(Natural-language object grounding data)
[Start of Attachment]

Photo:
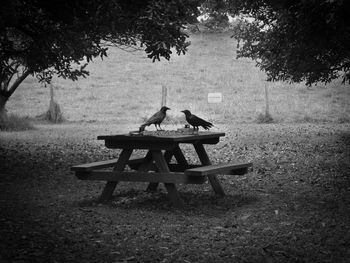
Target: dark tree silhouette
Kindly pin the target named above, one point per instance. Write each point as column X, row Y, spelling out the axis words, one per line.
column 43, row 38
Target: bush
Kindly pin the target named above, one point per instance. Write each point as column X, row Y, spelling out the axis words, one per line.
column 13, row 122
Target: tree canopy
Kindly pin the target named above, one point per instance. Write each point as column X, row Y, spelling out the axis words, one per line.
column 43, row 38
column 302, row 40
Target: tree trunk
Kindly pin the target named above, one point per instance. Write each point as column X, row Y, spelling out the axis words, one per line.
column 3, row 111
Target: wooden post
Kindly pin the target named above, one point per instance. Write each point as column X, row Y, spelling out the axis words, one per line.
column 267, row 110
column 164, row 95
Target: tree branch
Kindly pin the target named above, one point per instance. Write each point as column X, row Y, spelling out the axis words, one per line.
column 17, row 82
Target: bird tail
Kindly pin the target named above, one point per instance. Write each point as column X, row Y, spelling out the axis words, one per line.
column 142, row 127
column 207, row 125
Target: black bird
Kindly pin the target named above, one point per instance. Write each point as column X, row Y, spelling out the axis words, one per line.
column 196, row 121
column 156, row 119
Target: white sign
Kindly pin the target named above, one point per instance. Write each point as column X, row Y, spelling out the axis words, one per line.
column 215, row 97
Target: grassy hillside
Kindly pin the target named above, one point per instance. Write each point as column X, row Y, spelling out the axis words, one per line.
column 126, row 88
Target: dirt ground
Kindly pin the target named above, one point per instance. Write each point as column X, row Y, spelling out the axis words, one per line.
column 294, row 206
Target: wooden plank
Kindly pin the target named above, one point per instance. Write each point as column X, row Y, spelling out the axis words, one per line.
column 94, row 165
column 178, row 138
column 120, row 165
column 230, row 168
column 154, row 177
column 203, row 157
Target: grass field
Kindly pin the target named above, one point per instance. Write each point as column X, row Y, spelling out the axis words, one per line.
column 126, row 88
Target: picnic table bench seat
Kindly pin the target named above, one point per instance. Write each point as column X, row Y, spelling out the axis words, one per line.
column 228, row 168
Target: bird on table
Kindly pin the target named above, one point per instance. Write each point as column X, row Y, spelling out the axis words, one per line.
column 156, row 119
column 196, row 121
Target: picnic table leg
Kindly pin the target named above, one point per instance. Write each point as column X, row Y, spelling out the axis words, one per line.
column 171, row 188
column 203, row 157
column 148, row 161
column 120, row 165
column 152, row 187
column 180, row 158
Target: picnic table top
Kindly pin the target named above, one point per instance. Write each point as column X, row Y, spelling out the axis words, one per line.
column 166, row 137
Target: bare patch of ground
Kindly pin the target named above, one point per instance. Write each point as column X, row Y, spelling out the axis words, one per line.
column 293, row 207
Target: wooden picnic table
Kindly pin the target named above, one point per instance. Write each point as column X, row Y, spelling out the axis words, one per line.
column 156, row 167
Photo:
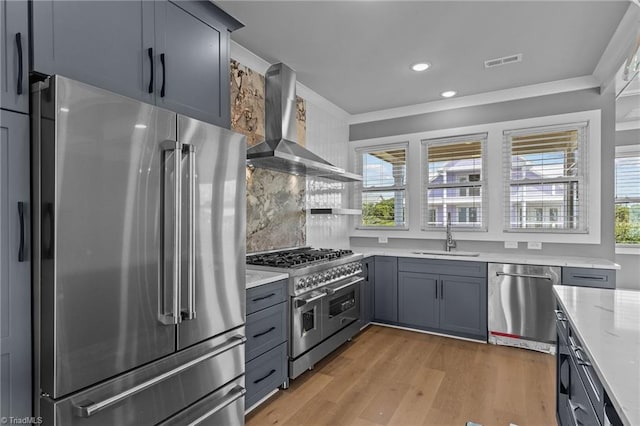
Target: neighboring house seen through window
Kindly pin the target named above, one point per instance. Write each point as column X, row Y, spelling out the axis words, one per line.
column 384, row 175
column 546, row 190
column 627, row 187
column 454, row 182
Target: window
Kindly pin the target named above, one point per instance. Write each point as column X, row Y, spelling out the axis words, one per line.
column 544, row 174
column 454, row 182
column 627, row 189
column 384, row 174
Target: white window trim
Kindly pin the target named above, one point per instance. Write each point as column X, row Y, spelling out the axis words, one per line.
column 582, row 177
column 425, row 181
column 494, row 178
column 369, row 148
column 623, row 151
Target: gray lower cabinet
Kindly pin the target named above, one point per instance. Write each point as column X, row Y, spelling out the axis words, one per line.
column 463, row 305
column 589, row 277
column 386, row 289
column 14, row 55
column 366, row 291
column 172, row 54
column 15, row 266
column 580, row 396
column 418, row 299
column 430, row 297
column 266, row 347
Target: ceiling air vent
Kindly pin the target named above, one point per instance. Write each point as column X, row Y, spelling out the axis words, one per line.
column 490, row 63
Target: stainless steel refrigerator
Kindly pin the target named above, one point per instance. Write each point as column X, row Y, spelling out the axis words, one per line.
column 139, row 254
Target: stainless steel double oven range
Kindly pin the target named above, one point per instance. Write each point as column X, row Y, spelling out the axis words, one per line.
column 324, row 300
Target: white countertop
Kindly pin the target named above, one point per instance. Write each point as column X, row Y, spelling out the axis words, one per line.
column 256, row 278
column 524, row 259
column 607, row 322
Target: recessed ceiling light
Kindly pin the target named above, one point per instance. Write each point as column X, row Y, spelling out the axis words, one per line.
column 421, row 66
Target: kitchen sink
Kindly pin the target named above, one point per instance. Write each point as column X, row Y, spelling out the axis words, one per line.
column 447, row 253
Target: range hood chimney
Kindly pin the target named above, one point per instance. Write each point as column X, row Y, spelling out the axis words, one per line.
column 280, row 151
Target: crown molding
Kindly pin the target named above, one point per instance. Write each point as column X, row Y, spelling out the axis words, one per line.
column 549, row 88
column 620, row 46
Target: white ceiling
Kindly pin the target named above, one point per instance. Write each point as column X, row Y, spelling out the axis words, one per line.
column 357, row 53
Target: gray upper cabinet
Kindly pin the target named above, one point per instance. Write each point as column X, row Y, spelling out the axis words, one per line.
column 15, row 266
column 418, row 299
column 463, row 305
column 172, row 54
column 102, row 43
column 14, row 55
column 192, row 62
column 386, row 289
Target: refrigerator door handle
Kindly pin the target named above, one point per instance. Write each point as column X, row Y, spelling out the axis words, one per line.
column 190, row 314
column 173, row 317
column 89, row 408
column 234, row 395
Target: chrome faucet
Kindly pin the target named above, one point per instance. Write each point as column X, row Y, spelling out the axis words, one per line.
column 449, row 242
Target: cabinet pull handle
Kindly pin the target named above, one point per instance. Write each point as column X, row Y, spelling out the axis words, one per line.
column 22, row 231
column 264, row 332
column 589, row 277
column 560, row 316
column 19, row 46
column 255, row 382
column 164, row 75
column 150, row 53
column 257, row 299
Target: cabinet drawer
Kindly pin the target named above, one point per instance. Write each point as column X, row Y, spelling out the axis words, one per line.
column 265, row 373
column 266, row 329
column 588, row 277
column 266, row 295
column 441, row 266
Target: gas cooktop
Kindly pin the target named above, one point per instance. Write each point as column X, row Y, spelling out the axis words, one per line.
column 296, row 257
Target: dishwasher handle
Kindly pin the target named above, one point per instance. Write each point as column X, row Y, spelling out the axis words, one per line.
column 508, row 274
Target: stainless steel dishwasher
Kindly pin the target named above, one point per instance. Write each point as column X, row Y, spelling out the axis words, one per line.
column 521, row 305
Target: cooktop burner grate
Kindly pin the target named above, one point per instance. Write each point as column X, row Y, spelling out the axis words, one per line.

[End of Attachment]
[Start of Attachment]

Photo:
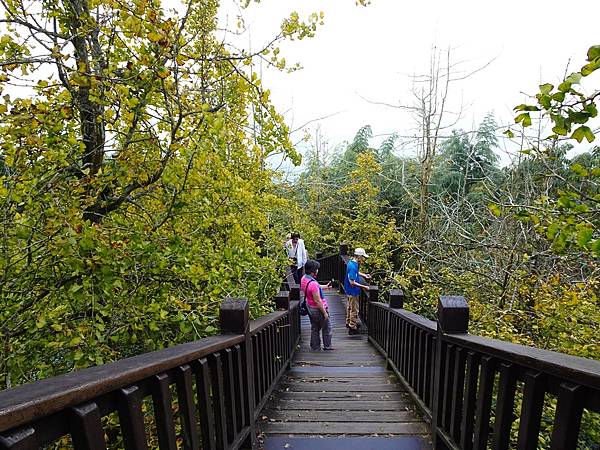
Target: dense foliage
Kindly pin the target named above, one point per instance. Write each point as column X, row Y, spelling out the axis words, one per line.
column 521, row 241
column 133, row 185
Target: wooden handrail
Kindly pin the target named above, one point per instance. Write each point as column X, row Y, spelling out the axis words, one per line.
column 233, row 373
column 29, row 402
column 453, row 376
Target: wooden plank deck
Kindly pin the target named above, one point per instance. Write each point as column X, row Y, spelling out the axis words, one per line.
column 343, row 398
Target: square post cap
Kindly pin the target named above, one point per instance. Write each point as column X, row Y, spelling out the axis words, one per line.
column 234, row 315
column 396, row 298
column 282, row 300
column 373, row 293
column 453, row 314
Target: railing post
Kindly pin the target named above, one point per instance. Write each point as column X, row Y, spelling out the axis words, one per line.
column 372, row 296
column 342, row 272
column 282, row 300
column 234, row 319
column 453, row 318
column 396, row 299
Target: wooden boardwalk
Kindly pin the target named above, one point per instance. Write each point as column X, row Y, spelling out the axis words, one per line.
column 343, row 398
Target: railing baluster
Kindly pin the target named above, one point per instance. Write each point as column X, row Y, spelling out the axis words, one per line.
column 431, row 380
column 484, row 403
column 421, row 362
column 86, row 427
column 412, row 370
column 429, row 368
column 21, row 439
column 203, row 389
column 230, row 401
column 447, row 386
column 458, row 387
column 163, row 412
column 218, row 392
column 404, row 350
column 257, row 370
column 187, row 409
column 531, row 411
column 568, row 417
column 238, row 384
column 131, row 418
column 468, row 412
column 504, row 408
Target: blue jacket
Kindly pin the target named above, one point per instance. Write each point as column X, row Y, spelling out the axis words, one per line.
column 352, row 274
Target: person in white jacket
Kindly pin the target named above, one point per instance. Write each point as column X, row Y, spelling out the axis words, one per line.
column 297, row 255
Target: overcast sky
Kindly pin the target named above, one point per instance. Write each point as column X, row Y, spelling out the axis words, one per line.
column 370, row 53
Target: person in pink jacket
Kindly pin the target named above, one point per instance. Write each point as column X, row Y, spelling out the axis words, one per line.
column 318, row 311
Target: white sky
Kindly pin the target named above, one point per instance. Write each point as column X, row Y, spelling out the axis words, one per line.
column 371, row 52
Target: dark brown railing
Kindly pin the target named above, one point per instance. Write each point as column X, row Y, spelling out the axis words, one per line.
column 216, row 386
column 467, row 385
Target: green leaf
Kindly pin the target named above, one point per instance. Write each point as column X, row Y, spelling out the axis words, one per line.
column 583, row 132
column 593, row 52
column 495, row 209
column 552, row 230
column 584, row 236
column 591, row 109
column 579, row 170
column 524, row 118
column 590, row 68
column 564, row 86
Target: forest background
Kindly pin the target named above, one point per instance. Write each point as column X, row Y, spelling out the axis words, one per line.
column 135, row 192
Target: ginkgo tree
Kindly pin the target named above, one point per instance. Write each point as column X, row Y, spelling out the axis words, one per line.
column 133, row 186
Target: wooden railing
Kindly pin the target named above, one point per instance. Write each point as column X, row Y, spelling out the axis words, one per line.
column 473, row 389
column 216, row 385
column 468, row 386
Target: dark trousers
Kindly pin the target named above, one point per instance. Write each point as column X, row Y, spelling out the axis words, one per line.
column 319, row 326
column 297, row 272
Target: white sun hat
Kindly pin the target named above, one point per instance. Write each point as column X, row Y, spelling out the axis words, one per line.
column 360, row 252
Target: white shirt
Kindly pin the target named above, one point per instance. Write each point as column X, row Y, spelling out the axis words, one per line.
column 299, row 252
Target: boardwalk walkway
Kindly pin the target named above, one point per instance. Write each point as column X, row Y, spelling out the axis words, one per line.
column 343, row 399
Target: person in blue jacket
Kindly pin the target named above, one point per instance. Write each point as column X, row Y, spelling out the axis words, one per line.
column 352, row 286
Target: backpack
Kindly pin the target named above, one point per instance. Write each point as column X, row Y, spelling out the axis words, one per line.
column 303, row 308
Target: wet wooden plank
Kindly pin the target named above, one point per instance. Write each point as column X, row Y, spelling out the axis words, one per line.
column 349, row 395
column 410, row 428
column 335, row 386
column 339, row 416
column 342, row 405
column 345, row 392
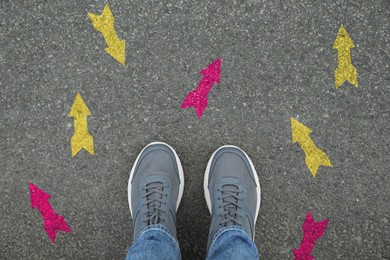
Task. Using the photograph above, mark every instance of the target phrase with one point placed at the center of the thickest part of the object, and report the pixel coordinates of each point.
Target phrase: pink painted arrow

[End of Attachment]
[Start of Attachment]

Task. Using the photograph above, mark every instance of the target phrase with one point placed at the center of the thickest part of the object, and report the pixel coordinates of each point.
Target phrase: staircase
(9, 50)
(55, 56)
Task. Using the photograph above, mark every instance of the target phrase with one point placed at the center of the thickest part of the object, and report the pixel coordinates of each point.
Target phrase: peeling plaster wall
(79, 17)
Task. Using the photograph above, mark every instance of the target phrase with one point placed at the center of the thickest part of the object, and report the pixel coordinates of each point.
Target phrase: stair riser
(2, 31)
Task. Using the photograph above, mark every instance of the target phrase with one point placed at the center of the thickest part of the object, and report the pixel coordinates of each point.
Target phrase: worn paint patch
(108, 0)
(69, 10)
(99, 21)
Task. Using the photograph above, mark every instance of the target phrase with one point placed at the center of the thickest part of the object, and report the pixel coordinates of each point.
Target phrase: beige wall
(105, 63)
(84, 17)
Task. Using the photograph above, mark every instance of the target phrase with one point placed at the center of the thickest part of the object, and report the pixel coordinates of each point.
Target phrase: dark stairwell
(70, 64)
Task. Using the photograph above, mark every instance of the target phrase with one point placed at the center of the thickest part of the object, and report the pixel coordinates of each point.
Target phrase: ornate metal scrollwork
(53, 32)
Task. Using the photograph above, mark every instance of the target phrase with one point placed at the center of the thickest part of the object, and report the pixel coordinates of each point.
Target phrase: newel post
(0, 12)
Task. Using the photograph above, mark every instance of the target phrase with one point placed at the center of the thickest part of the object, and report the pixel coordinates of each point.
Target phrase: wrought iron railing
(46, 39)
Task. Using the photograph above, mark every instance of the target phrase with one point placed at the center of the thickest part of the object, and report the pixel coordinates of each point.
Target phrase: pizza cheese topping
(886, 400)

[End of Attachment]

Brief →
In the data above, find the line that contains "Target: kitchen sink" and the line that contains "Target: crown molding". Repeat exactly those lines and every line between them, and only those.

Problem solution →
Target: kitchen sink
Kindly pin the target named above, one point per instance. Write each point as column X, row Y, spelling out the axis words, one per line.
column 447, row 253
Target: range hood chimney
Kindly pin the target named above, one point per instance. Write each point as column X, row Y, spelling out the axis words, one per line.
column 280, row 151
Target: crown molding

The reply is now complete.